--- start Provided records ---

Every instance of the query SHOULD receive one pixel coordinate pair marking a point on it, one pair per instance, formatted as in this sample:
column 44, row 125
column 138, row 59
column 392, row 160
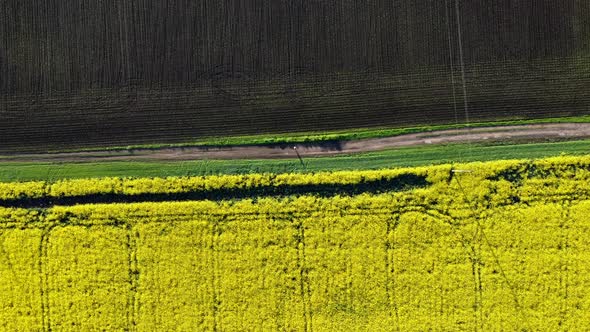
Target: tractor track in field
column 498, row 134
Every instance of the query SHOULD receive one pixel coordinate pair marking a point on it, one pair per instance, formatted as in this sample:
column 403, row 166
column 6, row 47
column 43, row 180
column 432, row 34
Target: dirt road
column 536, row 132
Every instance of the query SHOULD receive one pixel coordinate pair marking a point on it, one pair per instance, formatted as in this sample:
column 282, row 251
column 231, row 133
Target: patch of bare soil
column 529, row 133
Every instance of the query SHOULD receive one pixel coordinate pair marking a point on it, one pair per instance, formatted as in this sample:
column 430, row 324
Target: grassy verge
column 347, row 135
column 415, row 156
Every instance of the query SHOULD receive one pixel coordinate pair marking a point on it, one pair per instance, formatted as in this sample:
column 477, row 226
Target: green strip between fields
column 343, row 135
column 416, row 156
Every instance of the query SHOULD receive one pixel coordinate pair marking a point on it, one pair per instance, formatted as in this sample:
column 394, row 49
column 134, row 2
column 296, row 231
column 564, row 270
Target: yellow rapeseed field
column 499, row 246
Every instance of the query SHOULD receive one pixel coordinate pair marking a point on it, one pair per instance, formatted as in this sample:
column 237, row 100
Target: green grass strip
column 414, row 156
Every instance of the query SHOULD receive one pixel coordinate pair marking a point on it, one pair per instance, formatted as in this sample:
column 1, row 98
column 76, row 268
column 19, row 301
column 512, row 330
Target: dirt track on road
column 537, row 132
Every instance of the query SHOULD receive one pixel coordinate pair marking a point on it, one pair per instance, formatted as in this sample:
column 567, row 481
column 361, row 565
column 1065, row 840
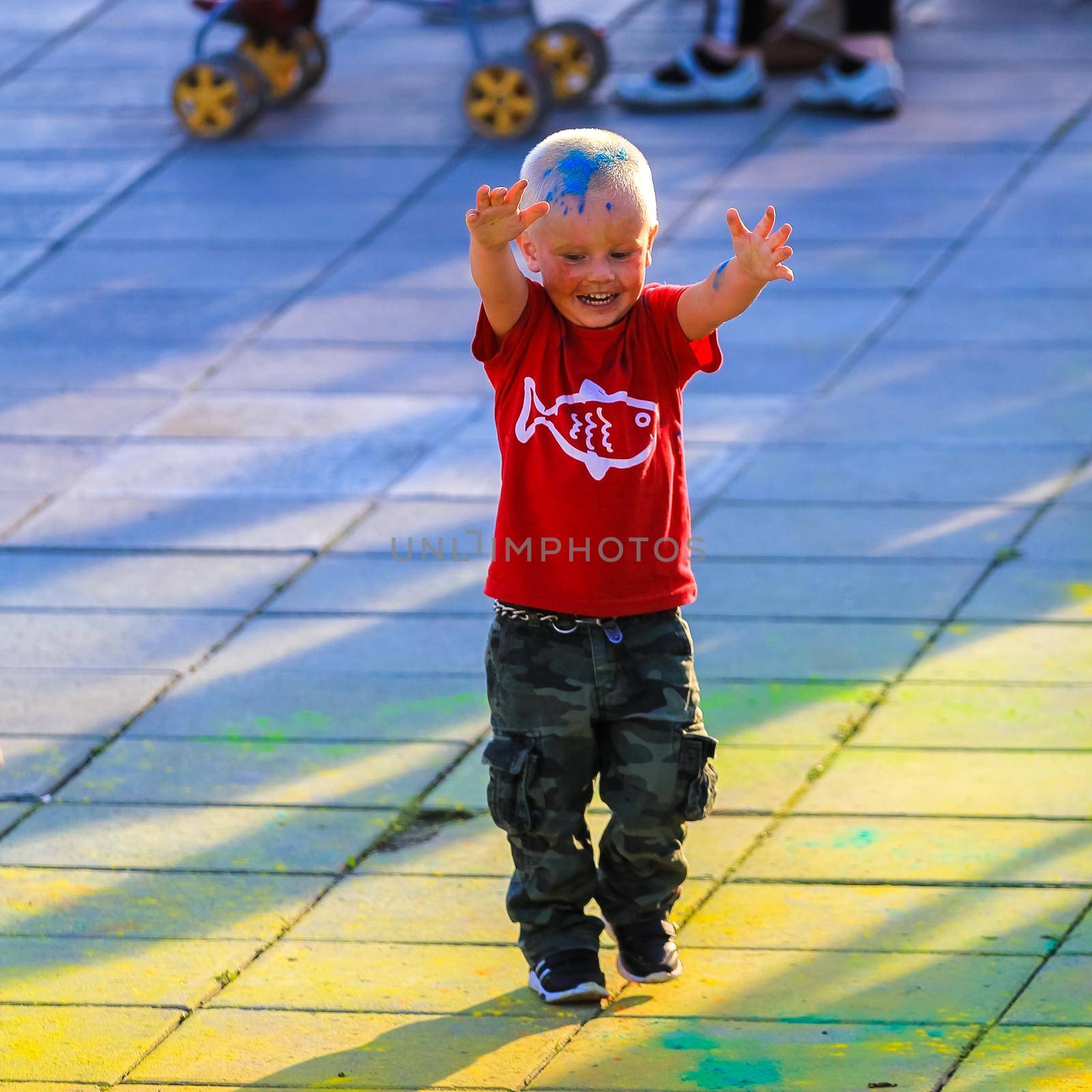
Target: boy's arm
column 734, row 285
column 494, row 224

--- end Provided records ---

▸ **Short exercise**: Edit every one of the rows above, changing "Target" to "Query" and leaving everything else unchanged. Reproduce the rows without the pictures.

▸ **Final result**:
Every instance of the query SHOULD receive one pixel coordinate pair marking a point on it, one pair per instance, formatted as in this sample:
column 44, row 125
column 138, row 59
column 392, row 160
Query: tractor track in field
column 498, row 134
Every instance of the query SHOULD receive one pixel coordinate pair marking a point on it, one pair per instance, formatted as in this sample:
column 403, row 166
column 6, row 47
column 43, row 180
column 432, row 34
Query: dirt road
column 536, row 132
Every instance of the query SHOULD receive one pixel coordinate pair marking a point on it, one pair per instance, formatted as in this sample:
column 282, row 251
column 231, row 133
Query: patch of bare soil
column 529, row 133
Every instance of the query SHOULD receive one pixel coordinate pair marking a point on it, one pair per instance, formatted as in this sample:
column 430, row 324
Query: grassy verge
column 347, row 135
column 415, row 156
Every instance of the query SHOULD receive one pixel coordinate pair marking a point on it, one pair per instance, formatted as in this sample:
column 477, row 226
Query: green strip between fields
column 343, row 135
column 416, row 156
Every instance of the query SHOULD receive one pixel coordinate pair marking a point on it, one pair per instance, formatted as in this sample:
column 394, row 49
column 134, row 2
column 296, row 231
column 564, row 270
Query: yellow rapeseed field
column 499, row 246
Every instance of the query SHOULD receive one pixel coordinate pair marking a point on it, one pair per instance, formatted as in this sample:
column 237, row 100
Query: green grass strip
column 414, row 156
Every instance of the query SHOULD receive one pixel coordinate pair marking a point on it, one pair per instance, formatted as in this sample:
column 1, row 98
column 76, row 268
column 19, row 301
column 512, row 330
Query: dirt track on road
column 537, row 132
Every instance of the query SHOULD receive one pixel coordinate pair marking a point on it, one pair per instance, formatted as in this sample:
column 567, row 481
column 361, row 565
column 1065, row 840
Query: boy's arm
column 734, row 285
column 494, row 224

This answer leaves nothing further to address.